_EXERCISE AIM_: Report how many of the lines below contain the string "candy", with case counting, and give only the number.

_RECORDS SUPPLIED_:
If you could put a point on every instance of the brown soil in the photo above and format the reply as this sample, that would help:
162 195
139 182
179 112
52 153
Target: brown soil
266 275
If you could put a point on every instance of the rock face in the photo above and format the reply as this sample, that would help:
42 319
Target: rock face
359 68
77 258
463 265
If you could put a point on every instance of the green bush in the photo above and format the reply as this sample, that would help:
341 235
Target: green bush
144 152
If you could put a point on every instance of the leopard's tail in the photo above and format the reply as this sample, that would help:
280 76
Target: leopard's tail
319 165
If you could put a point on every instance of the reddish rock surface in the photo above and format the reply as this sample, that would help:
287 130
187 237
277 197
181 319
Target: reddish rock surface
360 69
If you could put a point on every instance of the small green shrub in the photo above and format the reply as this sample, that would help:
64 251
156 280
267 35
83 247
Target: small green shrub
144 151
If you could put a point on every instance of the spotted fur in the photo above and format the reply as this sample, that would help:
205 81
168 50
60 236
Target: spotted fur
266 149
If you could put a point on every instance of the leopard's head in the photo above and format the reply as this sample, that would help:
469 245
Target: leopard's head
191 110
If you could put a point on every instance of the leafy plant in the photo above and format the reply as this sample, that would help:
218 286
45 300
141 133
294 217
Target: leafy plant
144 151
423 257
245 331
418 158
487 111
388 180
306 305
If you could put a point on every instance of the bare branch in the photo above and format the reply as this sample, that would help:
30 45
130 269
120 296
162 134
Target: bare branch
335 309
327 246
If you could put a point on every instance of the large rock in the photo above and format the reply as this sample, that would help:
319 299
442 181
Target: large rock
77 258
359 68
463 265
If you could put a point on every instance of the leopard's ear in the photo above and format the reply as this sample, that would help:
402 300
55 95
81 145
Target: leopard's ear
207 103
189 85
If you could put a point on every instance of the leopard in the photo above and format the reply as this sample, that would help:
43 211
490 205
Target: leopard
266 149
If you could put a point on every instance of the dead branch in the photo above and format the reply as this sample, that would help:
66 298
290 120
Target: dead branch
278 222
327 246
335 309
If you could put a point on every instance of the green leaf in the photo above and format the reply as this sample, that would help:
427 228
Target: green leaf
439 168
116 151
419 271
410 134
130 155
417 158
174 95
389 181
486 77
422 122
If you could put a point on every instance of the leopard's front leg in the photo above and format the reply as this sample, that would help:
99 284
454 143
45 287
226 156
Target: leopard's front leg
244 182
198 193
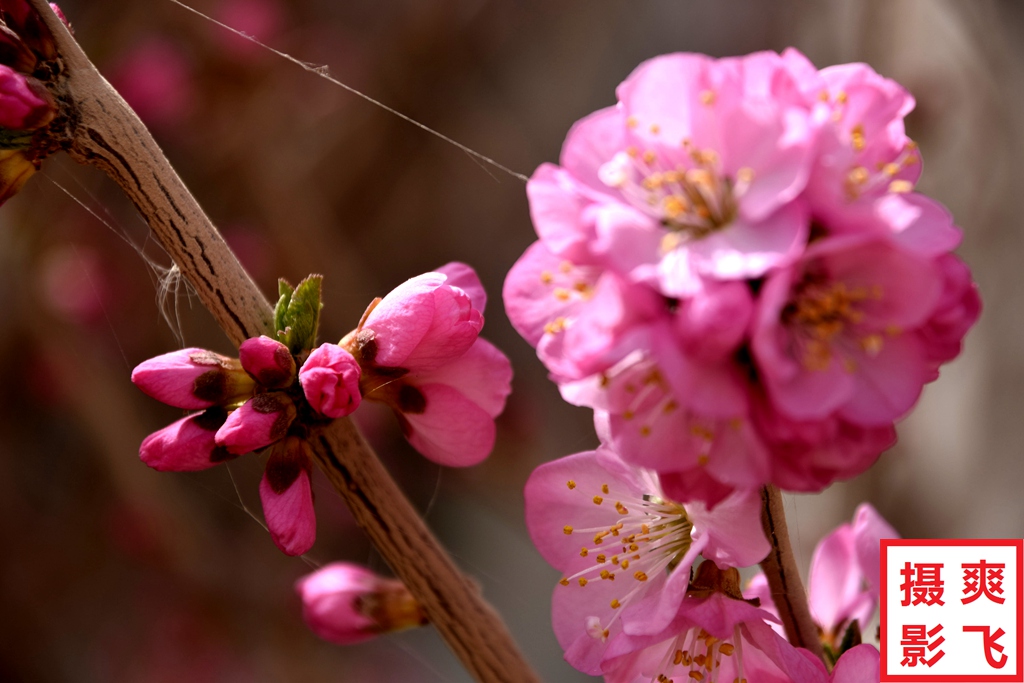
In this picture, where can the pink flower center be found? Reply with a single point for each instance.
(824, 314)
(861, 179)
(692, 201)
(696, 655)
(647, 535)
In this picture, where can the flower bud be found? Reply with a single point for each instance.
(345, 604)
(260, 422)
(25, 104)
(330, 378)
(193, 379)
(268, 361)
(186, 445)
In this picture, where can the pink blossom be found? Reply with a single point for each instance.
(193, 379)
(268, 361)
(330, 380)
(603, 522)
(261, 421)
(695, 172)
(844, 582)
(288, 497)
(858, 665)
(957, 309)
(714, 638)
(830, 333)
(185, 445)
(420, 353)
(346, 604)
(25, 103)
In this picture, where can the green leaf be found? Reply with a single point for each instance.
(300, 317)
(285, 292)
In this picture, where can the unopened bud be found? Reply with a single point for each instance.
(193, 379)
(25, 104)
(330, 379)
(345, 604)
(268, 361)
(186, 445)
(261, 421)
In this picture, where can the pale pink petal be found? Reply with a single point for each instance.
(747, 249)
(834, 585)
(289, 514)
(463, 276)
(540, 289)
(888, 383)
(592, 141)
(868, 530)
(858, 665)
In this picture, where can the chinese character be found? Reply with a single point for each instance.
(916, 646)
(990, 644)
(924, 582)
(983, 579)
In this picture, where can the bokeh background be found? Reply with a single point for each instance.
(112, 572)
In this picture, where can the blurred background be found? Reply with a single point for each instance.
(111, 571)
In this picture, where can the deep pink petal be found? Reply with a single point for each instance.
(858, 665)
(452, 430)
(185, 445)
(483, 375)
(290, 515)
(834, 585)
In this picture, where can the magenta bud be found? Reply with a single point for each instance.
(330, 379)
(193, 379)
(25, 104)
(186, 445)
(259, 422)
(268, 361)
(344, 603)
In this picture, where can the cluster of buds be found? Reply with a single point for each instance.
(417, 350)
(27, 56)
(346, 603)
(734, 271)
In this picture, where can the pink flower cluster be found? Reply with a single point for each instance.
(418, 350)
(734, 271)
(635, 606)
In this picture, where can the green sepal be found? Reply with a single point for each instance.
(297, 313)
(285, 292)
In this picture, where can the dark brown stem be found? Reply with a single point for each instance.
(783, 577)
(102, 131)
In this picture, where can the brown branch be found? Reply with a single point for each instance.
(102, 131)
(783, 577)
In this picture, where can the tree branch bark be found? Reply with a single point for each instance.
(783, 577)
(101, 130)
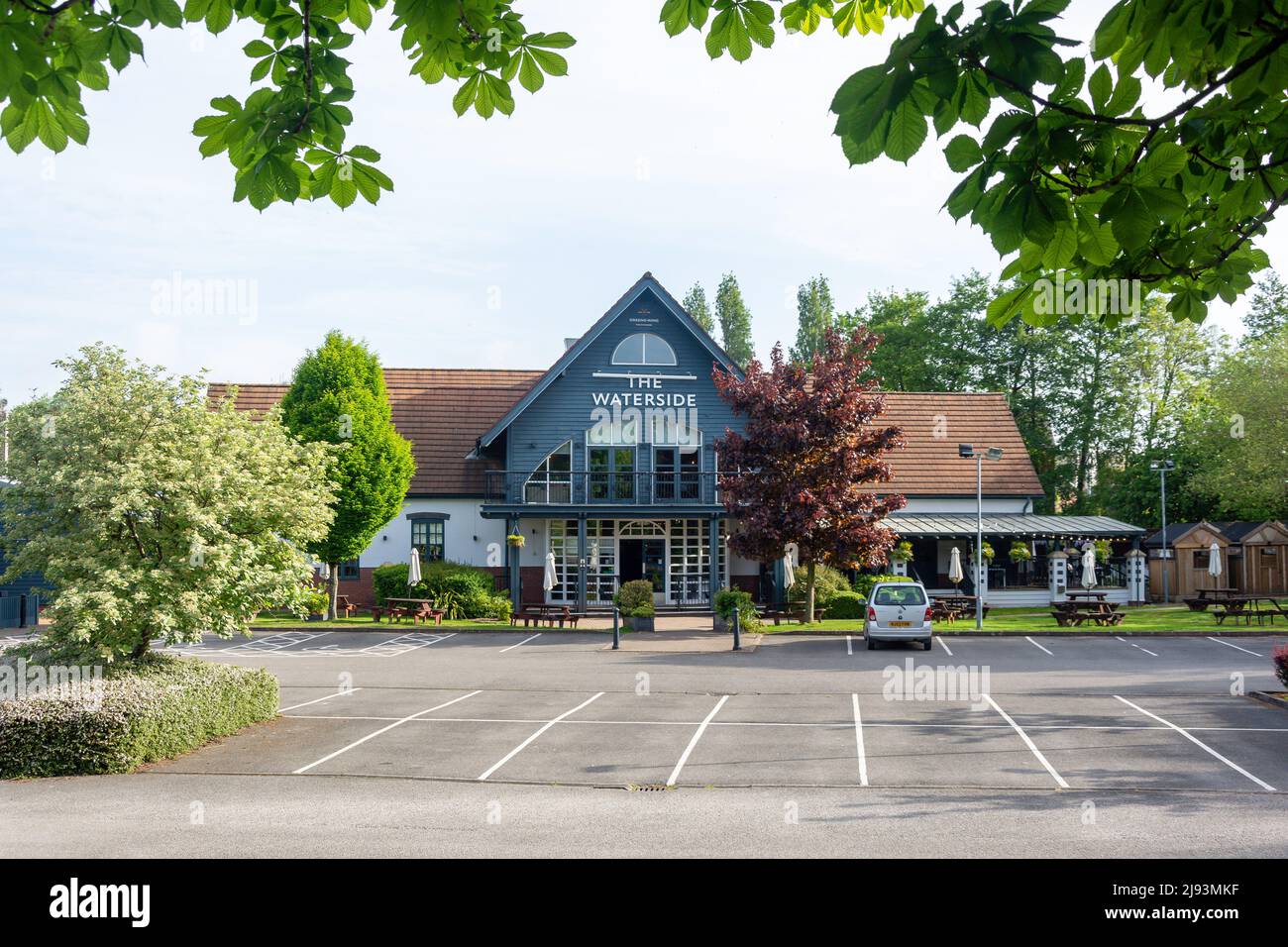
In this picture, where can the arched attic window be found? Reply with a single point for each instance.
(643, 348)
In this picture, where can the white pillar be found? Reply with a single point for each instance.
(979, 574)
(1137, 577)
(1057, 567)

---

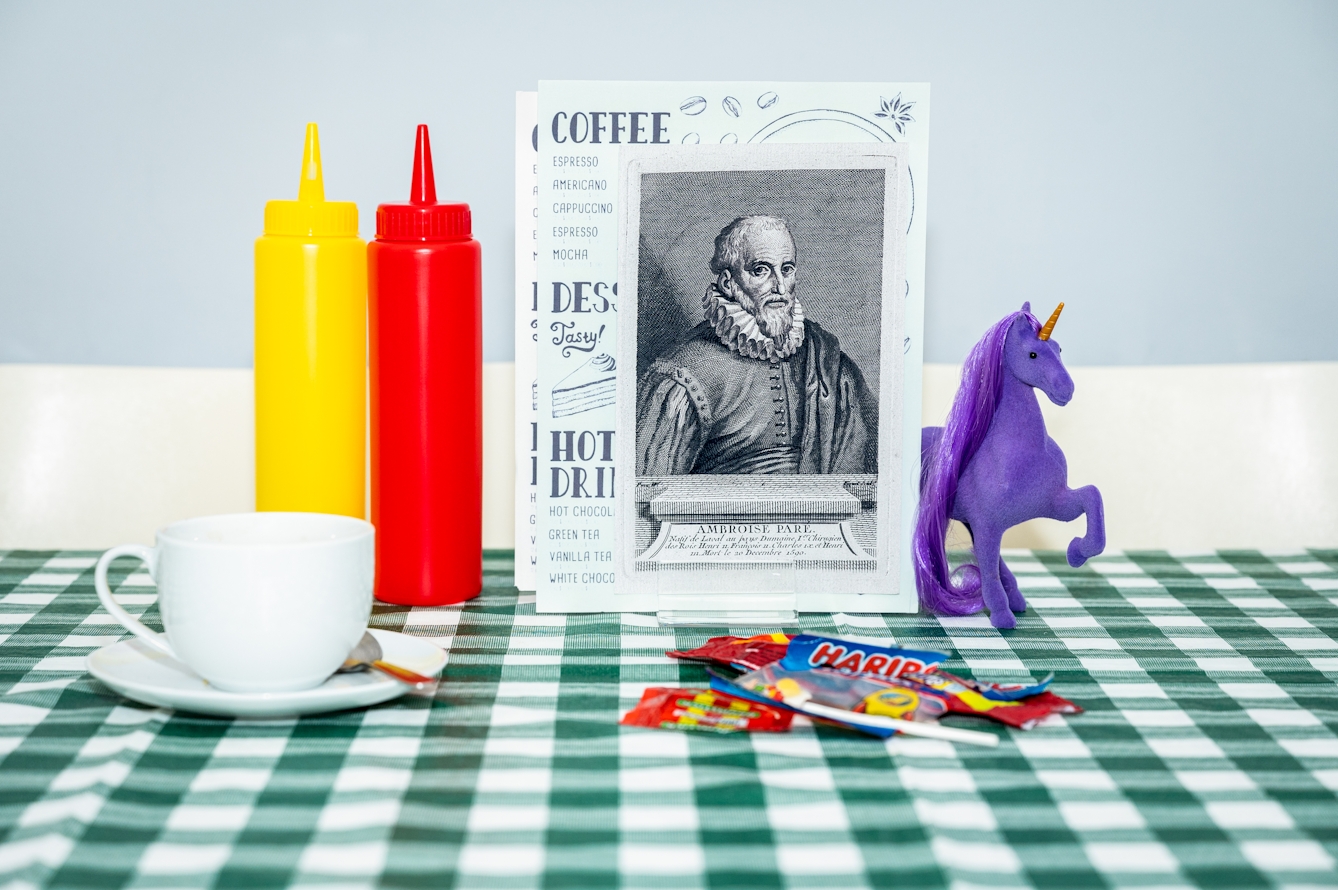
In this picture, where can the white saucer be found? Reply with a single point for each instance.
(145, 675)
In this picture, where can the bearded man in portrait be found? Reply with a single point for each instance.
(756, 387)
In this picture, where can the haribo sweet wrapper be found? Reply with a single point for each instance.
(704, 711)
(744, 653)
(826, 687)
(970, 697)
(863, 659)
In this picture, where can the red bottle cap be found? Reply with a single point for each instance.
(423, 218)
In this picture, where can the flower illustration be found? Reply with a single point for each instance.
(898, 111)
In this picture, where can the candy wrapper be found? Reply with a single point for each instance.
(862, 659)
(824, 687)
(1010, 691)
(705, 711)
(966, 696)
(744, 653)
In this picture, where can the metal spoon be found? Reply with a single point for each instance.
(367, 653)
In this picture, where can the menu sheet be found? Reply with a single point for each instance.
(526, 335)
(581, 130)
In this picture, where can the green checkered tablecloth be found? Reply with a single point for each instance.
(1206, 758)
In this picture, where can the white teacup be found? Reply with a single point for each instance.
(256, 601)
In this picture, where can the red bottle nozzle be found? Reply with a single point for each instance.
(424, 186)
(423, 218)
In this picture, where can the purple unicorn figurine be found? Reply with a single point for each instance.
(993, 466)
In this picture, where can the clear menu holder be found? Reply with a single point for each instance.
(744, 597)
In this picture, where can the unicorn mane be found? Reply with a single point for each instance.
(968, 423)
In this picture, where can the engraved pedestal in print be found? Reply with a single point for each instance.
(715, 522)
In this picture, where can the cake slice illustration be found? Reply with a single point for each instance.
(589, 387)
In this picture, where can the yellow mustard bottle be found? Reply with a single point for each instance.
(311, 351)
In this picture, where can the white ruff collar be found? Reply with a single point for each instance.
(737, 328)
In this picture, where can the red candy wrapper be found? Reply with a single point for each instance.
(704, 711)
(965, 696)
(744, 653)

...

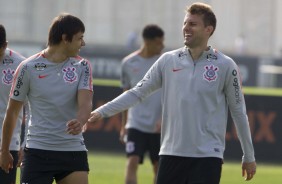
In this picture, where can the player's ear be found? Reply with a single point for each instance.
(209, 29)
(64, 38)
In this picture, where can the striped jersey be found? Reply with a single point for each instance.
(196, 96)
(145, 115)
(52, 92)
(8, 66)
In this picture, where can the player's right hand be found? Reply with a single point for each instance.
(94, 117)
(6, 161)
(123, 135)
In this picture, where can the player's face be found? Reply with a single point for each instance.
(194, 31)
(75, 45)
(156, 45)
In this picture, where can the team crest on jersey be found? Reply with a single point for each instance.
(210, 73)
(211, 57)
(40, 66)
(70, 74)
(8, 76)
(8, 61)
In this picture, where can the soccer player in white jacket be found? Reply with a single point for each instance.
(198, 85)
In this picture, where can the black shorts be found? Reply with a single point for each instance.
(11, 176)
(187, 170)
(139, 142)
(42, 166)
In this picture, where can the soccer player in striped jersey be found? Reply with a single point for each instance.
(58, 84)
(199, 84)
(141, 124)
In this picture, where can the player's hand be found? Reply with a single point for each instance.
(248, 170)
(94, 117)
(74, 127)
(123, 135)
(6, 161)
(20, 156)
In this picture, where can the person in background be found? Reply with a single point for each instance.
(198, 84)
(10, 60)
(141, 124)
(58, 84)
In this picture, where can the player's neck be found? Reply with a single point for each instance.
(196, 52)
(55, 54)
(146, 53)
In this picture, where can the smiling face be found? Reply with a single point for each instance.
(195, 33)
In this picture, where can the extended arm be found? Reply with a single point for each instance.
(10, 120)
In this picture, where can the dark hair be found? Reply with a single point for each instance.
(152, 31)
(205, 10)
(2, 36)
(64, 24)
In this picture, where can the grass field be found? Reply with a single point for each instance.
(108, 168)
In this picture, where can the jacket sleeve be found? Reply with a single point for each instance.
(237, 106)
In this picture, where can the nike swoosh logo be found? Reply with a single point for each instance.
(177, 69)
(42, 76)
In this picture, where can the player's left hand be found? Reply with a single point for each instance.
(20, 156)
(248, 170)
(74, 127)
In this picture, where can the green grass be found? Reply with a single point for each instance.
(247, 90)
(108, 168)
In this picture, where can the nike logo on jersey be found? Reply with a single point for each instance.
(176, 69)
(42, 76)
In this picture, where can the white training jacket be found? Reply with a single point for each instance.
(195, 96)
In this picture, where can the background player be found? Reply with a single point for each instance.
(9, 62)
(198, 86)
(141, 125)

_EXERCISE SOLUTION_: 2